WORK TO COMPLETE.
Below this sentence is a listing; return exactly its lines from the one with "Output, for each" to the one with "235L366 253L409 349L365", both kept, and nothing more.

[[ INFORMATION SUPPLIED open ]]

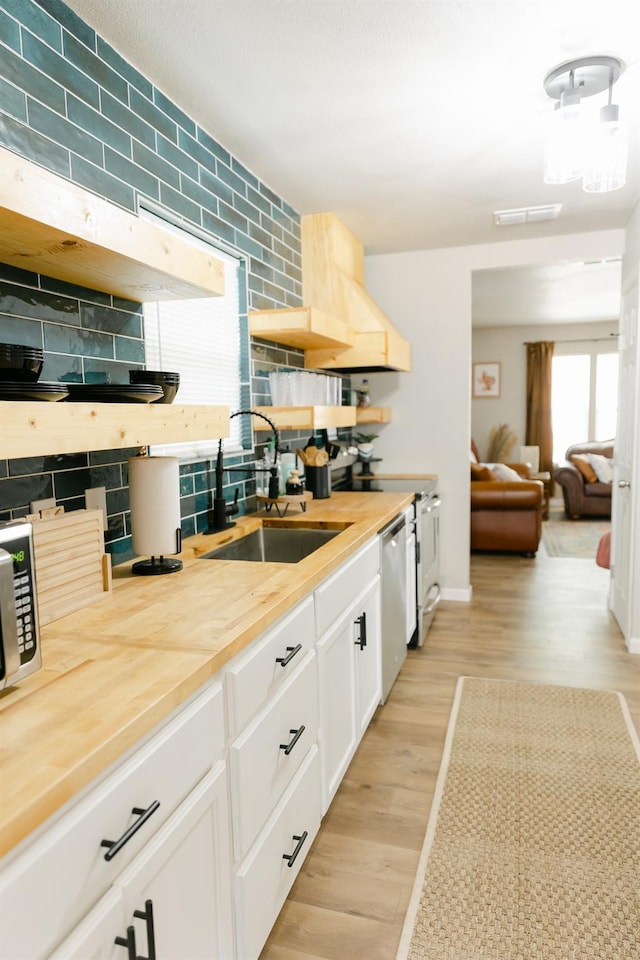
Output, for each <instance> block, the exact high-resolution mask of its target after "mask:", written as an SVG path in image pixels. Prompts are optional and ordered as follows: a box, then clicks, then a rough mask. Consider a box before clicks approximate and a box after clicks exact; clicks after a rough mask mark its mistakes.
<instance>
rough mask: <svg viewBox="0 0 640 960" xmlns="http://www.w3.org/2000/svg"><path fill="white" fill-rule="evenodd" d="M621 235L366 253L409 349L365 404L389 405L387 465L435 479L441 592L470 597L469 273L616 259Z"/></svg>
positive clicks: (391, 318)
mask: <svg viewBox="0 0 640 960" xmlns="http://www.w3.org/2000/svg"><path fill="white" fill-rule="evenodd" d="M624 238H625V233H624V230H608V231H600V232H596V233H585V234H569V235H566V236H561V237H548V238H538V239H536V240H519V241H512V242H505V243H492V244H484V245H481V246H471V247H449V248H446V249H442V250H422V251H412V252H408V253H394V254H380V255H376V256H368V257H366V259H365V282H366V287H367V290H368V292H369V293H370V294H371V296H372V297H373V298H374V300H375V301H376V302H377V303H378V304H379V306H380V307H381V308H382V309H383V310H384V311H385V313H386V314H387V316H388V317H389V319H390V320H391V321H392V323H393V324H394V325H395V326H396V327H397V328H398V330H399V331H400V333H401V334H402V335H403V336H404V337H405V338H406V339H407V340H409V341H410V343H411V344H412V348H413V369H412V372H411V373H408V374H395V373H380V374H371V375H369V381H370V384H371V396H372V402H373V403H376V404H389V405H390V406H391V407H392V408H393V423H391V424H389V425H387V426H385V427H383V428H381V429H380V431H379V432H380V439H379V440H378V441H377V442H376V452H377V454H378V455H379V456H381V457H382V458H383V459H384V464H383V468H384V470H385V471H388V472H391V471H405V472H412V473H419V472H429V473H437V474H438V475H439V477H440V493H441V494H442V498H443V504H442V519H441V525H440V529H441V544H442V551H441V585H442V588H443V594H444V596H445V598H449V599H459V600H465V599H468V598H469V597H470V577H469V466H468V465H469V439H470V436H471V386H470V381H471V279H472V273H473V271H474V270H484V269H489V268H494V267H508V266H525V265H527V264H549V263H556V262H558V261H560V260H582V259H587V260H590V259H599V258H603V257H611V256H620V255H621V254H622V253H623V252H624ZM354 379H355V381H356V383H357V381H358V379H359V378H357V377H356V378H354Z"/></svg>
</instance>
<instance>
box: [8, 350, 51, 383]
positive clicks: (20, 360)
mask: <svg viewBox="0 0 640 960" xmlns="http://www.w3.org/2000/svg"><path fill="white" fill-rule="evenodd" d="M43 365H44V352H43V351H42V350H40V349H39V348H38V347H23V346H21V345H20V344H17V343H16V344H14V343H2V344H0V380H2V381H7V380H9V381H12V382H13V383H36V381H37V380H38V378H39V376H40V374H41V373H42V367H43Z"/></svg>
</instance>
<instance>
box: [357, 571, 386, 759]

[[ INFORMATION SUPPLIED closed ]]
[[ INFORMATION SUPPLIED open ]]

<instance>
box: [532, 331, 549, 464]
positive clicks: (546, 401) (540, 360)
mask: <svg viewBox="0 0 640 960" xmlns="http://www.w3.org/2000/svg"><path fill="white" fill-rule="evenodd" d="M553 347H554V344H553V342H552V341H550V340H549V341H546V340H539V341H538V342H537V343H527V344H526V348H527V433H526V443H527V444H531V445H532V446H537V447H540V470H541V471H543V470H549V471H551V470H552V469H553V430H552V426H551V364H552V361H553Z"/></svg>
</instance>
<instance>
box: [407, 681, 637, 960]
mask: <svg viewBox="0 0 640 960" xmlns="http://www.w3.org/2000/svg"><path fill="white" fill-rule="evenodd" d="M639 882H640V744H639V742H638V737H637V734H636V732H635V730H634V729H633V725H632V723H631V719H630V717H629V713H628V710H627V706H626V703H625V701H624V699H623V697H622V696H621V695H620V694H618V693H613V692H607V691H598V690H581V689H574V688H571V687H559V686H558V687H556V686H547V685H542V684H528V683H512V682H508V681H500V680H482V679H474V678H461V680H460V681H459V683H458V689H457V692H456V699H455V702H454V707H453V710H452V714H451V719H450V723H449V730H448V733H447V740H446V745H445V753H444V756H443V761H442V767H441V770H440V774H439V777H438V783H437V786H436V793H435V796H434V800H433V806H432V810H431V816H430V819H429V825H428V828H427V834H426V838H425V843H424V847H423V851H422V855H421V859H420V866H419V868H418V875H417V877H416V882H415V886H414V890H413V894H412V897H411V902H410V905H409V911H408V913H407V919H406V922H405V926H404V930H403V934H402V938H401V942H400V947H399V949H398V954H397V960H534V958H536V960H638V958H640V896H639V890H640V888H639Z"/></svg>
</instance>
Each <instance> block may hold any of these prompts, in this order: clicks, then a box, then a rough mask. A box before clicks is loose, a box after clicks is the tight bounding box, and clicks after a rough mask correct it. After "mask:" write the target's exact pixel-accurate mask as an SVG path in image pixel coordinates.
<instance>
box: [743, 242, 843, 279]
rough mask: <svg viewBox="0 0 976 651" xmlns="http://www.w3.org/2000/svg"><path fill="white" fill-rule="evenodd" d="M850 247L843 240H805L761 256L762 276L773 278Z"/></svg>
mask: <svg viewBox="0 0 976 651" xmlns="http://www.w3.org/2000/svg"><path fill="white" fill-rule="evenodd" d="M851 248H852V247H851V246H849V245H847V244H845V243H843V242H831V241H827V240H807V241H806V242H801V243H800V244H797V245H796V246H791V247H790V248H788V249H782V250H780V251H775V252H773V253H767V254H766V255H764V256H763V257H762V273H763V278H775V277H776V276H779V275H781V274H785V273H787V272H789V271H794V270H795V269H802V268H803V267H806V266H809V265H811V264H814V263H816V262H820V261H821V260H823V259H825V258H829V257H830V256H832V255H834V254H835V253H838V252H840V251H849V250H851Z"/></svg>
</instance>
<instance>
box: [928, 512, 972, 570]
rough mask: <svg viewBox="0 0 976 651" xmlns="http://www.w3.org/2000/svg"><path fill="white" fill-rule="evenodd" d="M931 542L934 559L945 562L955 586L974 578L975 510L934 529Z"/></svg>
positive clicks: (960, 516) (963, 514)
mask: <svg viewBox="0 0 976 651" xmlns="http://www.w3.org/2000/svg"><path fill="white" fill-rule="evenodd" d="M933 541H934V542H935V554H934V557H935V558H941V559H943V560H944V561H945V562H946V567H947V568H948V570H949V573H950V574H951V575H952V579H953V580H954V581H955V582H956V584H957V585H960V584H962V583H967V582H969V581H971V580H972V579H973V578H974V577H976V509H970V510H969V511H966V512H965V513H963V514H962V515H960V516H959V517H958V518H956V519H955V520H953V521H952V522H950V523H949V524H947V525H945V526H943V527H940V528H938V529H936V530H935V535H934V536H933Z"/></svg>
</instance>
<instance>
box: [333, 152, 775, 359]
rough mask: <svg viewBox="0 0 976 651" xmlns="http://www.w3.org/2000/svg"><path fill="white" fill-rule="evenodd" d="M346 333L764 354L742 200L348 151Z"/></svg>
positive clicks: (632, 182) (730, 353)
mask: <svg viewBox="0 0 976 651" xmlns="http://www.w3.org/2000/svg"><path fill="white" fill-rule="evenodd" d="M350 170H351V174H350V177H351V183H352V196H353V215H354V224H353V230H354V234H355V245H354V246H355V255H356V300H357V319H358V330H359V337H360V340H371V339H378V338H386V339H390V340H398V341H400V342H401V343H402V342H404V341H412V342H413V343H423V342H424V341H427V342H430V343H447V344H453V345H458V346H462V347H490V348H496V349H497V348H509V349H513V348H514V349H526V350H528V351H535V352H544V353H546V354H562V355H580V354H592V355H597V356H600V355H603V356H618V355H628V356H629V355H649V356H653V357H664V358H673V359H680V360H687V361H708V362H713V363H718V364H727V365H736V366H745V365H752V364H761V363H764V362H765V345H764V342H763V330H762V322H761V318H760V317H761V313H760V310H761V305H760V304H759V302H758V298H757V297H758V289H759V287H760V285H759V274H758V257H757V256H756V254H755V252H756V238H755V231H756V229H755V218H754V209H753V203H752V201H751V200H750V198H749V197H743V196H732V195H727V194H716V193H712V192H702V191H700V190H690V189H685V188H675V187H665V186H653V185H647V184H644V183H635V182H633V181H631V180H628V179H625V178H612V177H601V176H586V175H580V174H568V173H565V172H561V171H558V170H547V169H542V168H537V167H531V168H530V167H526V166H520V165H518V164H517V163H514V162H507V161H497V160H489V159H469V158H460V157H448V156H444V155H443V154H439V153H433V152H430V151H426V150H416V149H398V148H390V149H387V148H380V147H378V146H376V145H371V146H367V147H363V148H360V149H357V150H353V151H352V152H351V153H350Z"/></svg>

[[ INFORMATION SUPPLIED closed ]]
[[ INFORMATION SUPPLIED open ]]

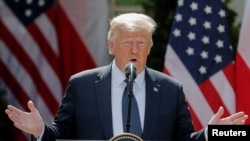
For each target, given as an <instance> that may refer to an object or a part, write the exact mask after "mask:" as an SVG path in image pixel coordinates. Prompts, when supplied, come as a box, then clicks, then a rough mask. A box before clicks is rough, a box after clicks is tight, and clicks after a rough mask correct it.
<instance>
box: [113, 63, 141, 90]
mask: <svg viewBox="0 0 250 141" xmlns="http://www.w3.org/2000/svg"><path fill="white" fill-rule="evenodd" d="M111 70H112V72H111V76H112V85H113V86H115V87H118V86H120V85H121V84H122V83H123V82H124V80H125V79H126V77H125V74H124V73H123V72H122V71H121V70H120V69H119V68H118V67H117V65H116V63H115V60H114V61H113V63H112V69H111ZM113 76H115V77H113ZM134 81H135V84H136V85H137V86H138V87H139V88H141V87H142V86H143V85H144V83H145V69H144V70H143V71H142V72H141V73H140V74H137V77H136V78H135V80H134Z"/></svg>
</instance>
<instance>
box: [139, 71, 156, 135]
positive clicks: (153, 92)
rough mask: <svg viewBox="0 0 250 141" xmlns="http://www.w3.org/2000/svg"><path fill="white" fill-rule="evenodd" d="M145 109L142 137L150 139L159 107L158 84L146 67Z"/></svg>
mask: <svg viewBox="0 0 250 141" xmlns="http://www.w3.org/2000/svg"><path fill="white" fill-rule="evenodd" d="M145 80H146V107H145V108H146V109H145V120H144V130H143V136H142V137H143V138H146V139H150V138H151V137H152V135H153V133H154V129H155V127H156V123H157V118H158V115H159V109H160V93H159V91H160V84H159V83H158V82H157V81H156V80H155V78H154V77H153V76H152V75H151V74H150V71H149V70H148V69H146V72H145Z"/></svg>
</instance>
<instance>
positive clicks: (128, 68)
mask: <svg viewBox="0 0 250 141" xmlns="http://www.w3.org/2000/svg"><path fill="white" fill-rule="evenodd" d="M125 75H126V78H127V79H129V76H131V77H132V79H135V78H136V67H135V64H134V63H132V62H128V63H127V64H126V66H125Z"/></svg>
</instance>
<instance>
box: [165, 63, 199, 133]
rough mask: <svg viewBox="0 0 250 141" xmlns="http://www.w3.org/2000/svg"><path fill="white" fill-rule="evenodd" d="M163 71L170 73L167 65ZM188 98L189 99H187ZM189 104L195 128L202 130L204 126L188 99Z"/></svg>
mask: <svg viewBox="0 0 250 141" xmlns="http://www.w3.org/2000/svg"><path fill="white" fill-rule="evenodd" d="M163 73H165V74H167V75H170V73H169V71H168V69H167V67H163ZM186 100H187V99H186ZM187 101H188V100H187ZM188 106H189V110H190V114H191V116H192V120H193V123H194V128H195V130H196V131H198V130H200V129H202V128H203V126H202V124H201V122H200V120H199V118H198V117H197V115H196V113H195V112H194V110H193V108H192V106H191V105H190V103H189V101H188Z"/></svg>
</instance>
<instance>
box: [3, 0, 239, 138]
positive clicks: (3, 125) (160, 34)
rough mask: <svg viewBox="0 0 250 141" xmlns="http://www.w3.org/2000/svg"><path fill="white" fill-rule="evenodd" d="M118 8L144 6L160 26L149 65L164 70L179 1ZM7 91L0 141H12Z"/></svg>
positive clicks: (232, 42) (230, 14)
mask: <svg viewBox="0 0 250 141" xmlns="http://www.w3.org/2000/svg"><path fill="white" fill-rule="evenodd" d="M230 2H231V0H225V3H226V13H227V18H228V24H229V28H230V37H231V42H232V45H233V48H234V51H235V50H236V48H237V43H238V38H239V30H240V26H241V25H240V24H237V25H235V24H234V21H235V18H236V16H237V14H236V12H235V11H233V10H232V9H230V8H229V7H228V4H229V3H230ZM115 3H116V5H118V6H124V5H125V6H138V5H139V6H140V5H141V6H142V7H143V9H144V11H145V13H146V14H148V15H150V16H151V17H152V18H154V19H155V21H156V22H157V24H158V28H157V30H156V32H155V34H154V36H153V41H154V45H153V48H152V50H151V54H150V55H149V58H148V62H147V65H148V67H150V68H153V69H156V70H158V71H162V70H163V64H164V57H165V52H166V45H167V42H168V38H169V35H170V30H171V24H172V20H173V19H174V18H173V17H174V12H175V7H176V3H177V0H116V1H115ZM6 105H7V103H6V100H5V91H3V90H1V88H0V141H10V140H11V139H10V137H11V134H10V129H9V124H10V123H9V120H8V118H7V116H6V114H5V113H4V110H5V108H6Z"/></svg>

[[ INFORMATION SUPPLIED closed ]]

SOLUTION BELOW.
Output, for each <instance> block, the exact high-resolution mask of its target after "mask:", written as an SVG path in image pixels. Prompts are optional and ordered as follows: a box, then clicks, then a rough mask. Consider a box before clicks approximate and a box after clicks exact; clicks after a rough mask mark its mistakes.
<instance>
rough mask: <svg viewBox="0 0 640 960" xmlns="http://www.w3.org/2000/svg"><path fill="white" fill-rule="evenodd" d="M621 235L366 253L409 349L365 404L389 405L387 465L435 479L441 592L470 597L469 273L616 259Z"/></svg>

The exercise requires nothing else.